## To do
Transcribe the health data encryption text word for word, between "An introduction to" and "protect sensitive data?", inclusive.

*** Opening Text provided ***

An introduction to health data encryption

Modern health services are digital, provided by web applications that interact with a cloud infrastructure. The cloud enables to adapt quickly and grow fast in different countries, thus serving more practitioners and patients. Hosting such a large volume of sensitive medical data comes with security and confidentiality risks.

A security team's mission is to ensure the company implements the latest innovations to mitigate those risks. Our responsibility is to get employees to ask “Where are we most vulnerable to attack?” and “What do we need to do to safeguard against these threats?” After outlining the challenges of protecting health data, we discuss our approach to determining our encryption strategy and then illustrate it with end-to-end encryption.

How to protect sensitive data?

*** Closing Text provided ***
*** Opening Data for review ***

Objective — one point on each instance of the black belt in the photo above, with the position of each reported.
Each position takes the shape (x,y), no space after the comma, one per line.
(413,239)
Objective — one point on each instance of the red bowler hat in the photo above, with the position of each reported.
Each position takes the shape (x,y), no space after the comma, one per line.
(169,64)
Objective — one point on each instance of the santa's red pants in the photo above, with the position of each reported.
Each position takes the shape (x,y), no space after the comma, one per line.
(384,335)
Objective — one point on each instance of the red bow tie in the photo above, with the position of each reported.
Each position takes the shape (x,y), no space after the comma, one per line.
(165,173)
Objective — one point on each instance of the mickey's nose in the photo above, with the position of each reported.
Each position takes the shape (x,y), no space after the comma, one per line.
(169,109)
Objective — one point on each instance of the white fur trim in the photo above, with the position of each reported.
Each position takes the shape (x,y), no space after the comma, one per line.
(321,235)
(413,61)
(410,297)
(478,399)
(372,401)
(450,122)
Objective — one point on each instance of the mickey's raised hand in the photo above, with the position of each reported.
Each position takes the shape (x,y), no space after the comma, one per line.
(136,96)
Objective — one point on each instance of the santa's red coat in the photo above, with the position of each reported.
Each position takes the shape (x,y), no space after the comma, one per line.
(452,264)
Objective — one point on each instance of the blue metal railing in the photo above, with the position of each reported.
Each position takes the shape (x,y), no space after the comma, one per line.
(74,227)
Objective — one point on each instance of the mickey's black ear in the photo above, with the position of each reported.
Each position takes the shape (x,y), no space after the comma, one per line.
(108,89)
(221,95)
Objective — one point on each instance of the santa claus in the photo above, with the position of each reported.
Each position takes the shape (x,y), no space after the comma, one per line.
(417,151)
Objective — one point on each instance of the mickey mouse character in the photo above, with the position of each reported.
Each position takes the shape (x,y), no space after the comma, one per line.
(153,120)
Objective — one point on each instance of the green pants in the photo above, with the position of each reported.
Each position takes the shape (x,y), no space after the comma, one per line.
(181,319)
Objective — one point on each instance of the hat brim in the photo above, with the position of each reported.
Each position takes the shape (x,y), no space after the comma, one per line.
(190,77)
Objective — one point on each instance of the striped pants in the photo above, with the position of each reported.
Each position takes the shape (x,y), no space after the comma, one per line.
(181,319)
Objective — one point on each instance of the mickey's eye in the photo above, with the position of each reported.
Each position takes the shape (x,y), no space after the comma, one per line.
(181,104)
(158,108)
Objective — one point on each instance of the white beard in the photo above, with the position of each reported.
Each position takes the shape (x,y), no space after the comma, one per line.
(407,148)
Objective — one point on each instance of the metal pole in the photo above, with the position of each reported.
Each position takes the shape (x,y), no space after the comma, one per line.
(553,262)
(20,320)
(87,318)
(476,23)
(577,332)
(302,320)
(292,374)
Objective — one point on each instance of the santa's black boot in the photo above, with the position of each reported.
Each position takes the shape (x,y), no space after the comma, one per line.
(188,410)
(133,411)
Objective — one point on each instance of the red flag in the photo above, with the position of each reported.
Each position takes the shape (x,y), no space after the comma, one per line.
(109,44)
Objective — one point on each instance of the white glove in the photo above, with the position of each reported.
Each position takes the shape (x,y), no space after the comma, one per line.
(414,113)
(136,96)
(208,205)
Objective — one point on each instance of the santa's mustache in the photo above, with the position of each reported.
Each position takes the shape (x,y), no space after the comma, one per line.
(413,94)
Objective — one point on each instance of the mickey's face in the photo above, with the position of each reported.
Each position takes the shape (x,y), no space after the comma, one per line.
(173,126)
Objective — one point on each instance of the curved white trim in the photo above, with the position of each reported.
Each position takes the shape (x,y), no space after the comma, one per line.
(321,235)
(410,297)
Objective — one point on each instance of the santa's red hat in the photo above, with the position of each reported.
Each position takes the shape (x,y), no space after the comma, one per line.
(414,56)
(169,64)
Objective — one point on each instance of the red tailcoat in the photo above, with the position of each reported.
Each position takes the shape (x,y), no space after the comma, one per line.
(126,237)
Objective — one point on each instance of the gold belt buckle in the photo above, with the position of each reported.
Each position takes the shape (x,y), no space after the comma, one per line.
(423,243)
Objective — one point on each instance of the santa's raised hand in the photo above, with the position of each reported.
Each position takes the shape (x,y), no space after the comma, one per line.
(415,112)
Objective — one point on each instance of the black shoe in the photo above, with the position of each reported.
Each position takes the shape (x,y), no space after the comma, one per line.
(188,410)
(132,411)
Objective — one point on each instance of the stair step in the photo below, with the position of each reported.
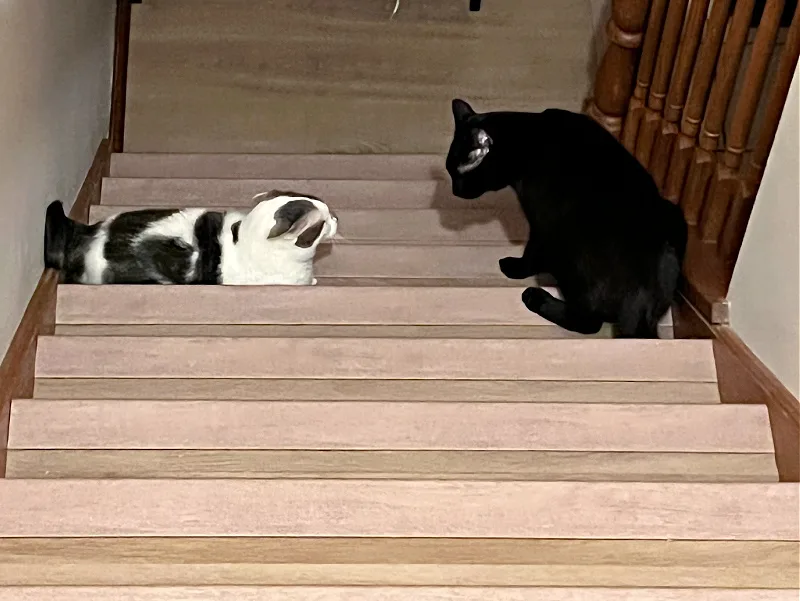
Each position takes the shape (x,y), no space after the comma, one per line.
(417,263)
(395,465)
(466,563)
(360,593)
(376,359)
(341,194)
(322,389)
(415,226)
(283,166)
(449,309)
(273,425)
(384,508)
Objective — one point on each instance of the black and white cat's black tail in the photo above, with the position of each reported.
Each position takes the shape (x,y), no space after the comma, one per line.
(58,231)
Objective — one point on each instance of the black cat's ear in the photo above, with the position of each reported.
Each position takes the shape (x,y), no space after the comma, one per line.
(462,110)
(298,219)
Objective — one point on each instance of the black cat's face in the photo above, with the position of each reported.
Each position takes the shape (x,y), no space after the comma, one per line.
(471,160)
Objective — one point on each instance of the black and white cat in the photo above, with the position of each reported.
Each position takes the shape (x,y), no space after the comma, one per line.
(274,243)
(598,223)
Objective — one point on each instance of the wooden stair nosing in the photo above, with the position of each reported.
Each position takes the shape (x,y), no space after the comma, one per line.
(292,305)
(376,358)
(284,166)
(395,465)
(398,562)
(541,391)
(340,194)
(384,508)
(338,425)
(357,593)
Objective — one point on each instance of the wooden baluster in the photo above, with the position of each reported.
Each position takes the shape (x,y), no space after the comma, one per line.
(742,205)
(614,79)
(683,149)
(703,162)
(647,61)
(678,88)
(661,76)
(726,177)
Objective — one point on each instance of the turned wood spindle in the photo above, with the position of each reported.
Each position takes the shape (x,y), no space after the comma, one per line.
(743,200)
(661,76)
(678,89)
(647,62)
(726,178)
(703,162)
(695,106)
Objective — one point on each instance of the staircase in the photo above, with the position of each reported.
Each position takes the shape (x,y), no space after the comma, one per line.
(404,431)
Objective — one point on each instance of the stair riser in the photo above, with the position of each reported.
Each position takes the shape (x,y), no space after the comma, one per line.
(407,227)
(365,508)
(396,465)
(378,390)
(283,166)
(392,426)
(390,594)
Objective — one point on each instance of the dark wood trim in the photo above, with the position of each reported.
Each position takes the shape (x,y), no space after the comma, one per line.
(17,368)
(119,86)
(706,279)
(743,378)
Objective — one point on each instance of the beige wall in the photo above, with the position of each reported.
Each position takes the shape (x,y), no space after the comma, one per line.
(764,294)
(55,74)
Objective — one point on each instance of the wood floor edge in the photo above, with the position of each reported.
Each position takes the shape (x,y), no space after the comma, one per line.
(17,367)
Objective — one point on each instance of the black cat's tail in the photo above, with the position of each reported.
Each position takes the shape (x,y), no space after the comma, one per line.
(58,230)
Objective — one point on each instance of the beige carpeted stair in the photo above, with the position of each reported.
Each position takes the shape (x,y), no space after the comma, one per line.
(404,431)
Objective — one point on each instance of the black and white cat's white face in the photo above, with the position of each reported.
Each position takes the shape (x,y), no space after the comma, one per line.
(288,222)
(471,159)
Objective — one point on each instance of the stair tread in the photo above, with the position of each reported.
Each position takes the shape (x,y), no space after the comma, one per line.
(405,226)
(399,562)
(243,425)
(288,166)
(339,193)
(375,358)
(395,465)
(259,593)
(72,508)
(291,305)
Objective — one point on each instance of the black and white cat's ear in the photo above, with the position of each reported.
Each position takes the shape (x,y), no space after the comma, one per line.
(462,110)
(482,144)
(298,219)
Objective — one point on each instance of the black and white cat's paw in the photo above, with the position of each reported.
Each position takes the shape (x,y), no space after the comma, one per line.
(515,268)
(535,298)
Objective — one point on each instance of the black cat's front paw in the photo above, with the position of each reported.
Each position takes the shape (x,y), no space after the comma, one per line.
(534,298)
(515,268)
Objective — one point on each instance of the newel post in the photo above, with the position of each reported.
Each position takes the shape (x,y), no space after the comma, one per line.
(615,77)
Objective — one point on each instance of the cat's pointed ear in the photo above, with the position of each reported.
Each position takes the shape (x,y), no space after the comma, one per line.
(298,219)
(462,110)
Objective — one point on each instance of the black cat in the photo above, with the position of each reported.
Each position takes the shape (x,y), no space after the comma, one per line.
(598,224)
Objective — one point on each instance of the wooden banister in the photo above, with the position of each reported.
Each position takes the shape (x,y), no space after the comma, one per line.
(647,61)
(678,89)
(668,47)
(614,79)
(694,110)
(725,180)
(703,163)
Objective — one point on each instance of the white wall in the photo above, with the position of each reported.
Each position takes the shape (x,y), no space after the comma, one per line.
(55,77)
(764,294)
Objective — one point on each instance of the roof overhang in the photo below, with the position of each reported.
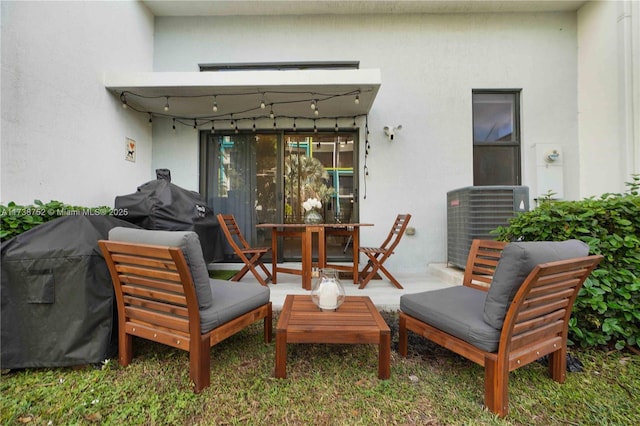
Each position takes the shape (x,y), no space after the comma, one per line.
(238,94)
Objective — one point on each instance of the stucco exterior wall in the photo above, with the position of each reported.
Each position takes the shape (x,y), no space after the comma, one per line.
(608,95)
(63,133)
(429,65)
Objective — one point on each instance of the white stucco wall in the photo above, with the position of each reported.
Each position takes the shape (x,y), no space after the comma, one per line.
(63,133)
(429,65)
(608,95)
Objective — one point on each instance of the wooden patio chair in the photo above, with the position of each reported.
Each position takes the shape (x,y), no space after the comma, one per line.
(522,316)
(164,294)
(251,256)
(378,255)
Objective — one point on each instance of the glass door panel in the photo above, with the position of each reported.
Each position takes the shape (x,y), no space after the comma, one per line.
(240,179)
(265,178)
(320,166)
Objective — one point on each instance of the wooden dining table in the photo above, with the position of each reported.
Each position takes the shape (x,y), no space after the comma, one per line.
(305,232)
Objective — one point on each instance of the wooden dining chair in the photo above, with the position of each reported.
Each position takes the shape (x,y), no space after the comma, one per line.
(251,256)
(378,255)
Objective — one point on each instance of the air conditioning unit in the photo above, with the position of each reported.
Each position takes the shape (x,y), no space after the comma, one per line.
(473,212)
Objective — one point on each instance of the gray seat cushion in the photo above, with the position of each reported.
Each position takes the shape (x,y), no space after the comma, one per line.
(455,310)
(517,261)
(230,300)
(188,241)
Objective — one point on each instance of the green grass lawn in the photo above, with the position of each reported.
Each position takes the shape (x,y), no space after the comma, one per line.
(325,385)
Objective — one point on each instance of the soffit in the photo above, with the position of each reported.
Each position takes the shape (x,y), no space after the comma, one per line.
(353,7)
(289,93)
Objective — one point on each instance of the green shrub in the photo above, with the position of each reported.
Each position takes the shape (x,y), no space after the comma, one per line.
(18,219)
(607,310)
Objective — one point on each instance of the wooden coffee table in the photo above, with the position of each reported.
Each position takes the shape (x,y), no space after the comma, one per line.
(356,321)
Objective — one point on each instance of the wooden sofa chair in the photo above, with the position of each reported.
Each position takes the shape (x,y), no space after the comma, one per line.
(522,316)
(250,256)
(378,255)
(164,294)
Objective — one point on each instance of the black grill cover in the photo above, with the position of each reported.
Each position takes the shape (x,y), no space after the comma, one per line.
(58,305)
(162,205)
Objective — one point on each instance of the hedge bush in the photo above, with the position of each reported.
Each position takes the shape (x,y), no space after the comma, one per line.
(607,310)
(17,219)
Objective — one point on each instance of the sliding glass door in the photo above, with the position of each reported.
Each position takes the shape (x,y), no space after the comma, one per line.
(265,178)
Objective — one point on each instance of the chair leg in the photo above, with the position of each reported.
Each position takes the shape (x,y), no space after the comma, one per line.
(366,277)
(402,336)
(200,363)
(558,365)
(391,277)
(268,325)
(125,347)
(496,387)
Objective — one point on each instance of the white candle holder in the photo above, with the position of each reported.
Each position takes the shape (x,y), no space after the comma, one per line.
(327,292)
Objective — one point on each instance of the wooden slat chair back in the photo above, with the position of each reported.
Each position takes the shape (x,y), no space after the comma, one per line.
(156,300)
(378,255)
(483,259)
(536,324)
(250,256)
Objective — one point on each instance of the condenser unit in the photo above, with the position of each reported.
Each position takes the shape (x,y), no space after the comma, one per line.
(473,212)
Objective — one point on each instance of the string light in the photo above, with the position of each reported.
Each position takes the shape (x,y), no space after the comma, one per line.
(232,118)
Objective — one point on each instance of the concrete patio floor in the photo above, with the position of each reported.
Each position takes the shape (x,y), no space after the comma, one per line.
(383,294)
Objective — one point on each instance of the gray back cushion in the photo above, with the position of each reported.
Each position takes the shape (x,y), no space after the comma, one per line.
(188,241)
(516,262)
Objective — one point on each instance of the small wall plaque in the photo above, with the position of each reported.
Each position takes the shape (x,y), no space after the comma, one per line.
(130,150)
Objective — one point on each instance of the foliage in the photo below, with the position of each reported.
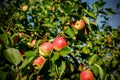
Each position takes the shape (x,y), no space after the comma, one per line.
(97,50)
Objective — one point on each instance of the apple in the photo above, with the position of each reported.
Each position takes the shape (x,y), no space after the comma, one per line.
(38,62)
(45,49)
(86,75)
(22,51)
(78,24)
(32,43)
(59,43)
(15,39)
(86,50)
(24,7)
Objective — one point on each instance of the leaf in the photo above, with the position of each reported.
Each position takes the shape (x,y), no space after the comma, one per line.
(27,61)
(86,20)
(12,55)
(48,24)
(3,38)
(102,74)
(11,43)
(55,56)
(65,51)
(95,6)
(95,70)
(61,68)
(69,32)
(93,59)
(90,14)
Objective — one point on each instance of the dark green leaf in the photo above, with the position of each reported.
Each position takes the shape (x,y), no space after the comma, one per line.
(69,32)
(55,56)
(65,51)
(95,70)
(61,68)
(12,55)
(29,53)
(27,61)
(93,59)
(102,73)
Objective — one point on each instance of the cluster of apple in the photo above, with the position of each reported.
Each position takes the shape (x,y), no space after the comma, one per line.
(46,48)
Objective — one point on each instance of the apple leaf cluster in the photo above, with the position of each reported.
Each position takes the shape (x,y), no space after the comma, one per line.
(57,40)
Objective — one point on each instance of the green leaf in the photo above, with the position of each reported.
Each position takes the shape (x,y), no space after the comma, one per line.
(55,56)
(86,20)
(61,68)
(69,32)
(110,10)
(93,59)
(26,62)
(102,74)
(3,38)
(48,24)
(29,53)
(3,75)
(12,55)
(65,51)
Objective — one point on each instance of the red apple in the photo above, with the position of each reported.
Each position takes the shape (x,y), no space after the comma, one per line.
(22,51)
(32,43)
(38,63)
(86,75)
(45,49)
(59,43)
(24,7)
(78,24)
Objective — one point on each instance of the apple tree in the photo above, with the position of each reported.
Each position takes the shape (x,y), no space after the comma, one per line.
(57,40)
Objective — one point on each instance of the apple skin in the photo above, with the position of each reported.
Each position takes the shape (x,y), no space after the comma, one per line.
(59,43)
(86,75)
(45,49)
(38,62)
(78,24)
(32,43)
(24,7)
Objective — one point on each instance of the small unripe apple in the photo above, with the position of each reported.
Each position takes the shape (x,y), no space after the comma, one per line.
(38,63)
(59,43)
(45,49)
(79,24)
(86,75)
(24,7)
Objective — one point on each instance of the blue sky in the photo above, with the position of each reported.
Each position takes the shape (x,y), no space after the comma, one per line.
(115,19)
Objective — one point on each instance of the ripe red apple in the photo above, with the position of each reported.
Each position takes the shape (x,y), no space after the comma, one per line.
(24,7)
(79,24)
(38,63)
(59,43)
(45,49)
(86,75)
(22,51)
(32,43)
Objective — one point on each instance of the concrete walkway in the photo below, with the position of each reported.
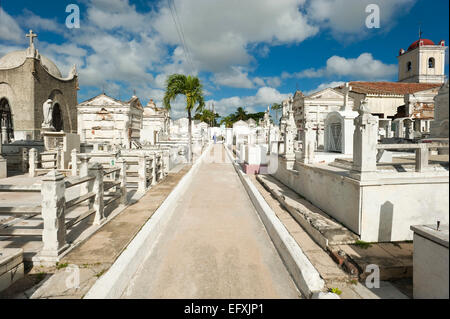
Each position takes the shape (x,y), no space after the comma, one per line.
(215,245)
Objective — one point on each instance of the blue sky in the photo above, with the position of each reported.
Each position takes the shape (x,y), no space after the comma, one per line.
(248,53)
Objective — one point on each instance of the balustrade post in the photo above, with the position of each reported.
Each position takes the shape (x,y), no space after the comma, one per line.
(74,157)
(154,172)
(53,215)
(422,157)
(32,159)
(58,158)
(123,180)
(142,174)
(96,170)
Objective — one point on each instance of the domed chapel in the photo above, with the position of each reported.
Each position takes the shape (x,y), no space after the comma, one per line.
(28,80)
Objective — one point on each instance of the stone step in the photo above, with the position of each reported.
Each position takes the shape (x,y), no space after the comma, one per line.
(321,227)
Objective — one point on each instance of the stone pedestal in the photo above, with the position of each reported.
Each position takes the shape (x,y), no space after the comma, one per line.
(11,267)
(365,142)
(3,167)
(308,143)
(53,214)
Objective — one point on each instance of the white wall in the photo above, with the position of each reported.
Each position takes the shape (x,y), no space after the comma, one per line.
(382,210)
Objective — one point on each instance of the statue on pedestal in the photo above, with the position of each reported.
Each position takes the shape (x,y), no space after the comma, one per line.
(47,109)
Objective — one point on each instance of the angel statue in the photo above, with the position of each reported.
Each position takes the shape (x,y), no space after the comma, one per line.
(48,110)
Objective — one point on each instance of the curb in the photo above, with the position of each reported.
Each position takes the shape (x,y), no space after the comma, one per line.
(305,276)
(114,282)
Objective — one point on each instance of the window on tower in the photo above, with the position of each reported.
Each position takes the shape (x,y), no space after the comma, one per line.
(431,63)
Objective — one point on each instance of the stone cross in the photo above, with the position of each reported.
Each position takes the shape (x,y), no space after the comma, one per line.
(31,35)
(346,91)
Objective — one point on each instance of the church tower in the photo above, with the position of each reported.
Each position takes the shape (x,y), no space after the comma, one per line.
(423,62)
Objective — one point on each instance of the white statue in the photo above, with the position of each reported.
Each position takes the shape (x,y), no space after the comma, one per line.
(364,107)
(48,110)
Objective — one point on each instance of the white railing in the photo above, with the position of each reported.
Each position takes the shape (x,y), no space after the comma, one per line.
(95,195)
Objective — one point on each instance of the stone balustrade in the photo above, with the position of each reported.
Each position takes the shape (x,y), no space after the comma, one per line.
(42,163)
(98,189)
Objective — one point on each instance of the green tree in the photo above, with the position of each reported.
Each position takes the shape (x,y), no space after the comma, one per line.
(207,116)
(192,89)
(228,121)
(240,115)
(276,107)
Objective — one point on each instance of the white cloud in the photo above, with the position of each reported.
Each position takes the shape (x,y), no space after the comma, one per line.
(38,23)
(347,17)
(238,77)
(324,86)
(10,29)
(227,29)
(364,67)
(264,96)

*** Closing Data for review ***

## Response
An introduction to health data encryption

Modern health services are digital, provided by web applications that interact with a cloud infrastructure. The cloud enables to adapt quickly and grow fast in different countries, thus serving more practitioners and patients. Hosting such a large volume of sensitive medical data comes with security and confidentiality risks.

A security team's mission is to ensure the company implements the latest innovations to mitigate those risks. Our responsibility is to get employees to ask “Where are we most vulnerable to attack?” and “What do we need to do to safeguard against these threats?” After outlining the challenges of protecting health data, we discuss our approach to determining our encryption strategy and then illustrate it with end-to-end encryption.

How to protect sensitive data?